• EXERCISE
Pick up the article on the Igandu train collision below and continue it from its last sentence.

• DOCUMENT EXTRACT
Details
- Date: 24 June 2002
- Location: Igandu, Dodoma
- Country: Tanzania
- Line: Central Line
- Operator: Tanzania Railways Corporation
- Incident type: Runaway and Collision

Statistics
- Passengers: 1,200
- Deaths: 281
- Injured: 600

= Igandu train collision =

2002 public transit disaster in Dodoma, Tanzania

The Igandu train disaster occurred during the early morning of June 24, 2002, in Tanzania. It is one of the worst rail accidents in African history. A passenger train with over 1,200 people on board rolled backwards down a hill into a slow-moving goods train, killing 281. The cause was brake failure, with unproven claims of sabotage.

== Overview ==
The train had travelled from Dar es Salaam to the state of Dodoma in Central Tanzania, had passed Msagali, and was nearing the city of Dodoma when it began climbing the tracks at a hill called Igandu. It is believed that there was a fault with the train's brakes as it climbed the hill. The driver stopped the train near the summit of the hill, inspected and adjusted the braking system, and climbed back into the cab. When the train began moving again the brakes failed totally, causing the train to immediately begin rolling backward. The train accelerated to very high speeds as it rolled straight back down the hill, passing two train stations as it went, and finally crashed into a seemingly slow-moving goods train travelling to Dar es Salaam.

Local people joined with ambulance services to rescue as many as they could. The shortage of doctors at Dodoma hospital was so severe that the Tanzanian health minister, Anna Abdallah, was obliged to help more than 400 people who were badly injured. Rescue teams were also hampered by the lack of large cutting machinery or industrial equipment needed to cut or lift wreckage off injured people; the necessary equipment did not arrive until that evening.

• DATA FOR ANALYSIS
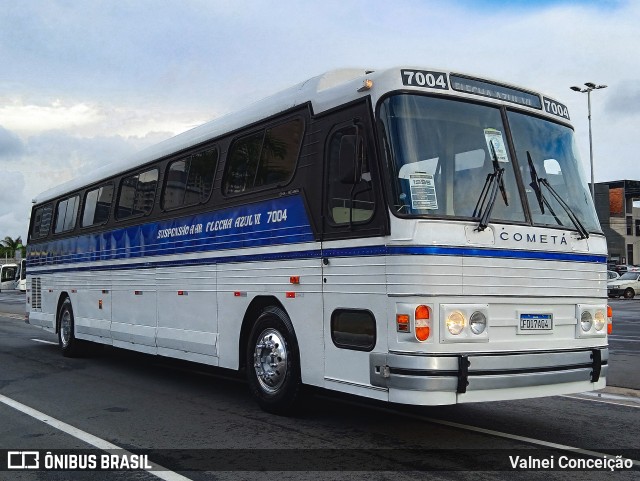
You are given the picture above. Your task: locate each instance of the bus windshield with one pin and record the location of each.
(547, 150)
(444, 156)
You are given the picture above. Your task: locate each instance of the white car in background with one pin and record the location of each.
(627, 285)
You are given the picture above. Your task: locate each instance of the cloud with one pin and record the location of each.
(625, 99)
(90, 82)
(35, 118)
(10, 144)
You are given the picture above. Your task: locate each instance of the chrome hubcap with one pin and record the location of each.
(270, 360)
(65, 328)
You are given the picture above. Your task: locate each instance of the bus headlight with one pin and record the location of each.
(600, 320)
(586, 320)
(478, 322)
(455, 322)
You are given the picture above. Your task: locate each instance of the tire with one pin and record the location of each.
(273, 362)
(69, 345)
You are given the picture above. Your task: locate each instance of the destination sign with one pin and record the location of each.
(500, 92)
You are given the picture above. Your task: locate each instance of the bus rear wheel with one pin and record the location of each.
(70, 346)
(273, 362)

• RESPONSE TO THIS EXERCISE
Four days after the incident, the Tanzanian government released a statement to the effect that 281 people had been killed by the crash, or had died subsequently in hospital, although this number was seen as likely to increase, given the number of people critically injured. There were 88 bodies who could not be identified and who were buried in Maili Mbili graveyard outside Dodoma. State-owned Tanzania Railways Corporation (TRC) later presented individual compensation payments of between 100,000 and 500,000 shillings to the families of the victims, a pay-out which angered some people who blamed the TRC for the crash.

In the months prior to the accident, Tanzania had been searching for a private company to assume control of the dilapidated state railway system, and had been interviewing representatives of European and South African companies. Finally in 2007 the TRC was concessioned to the Rites Consortium of India in 2007, but was eventually reclaimed by the Tanzanian government in 2011.

There was also speculation, emphatically denied by both the organisation and Prime Minister Frederick Sumaye, that the crash was sabotage committed by angry train union members who were protesting the pending sale of the company, but no evidence of this has ever been provided.

== Similar accidents ==
- Armagh rail disaster (1889) – which resulted in compulsory continuous and automatic brakes and absolute block for passenger trains.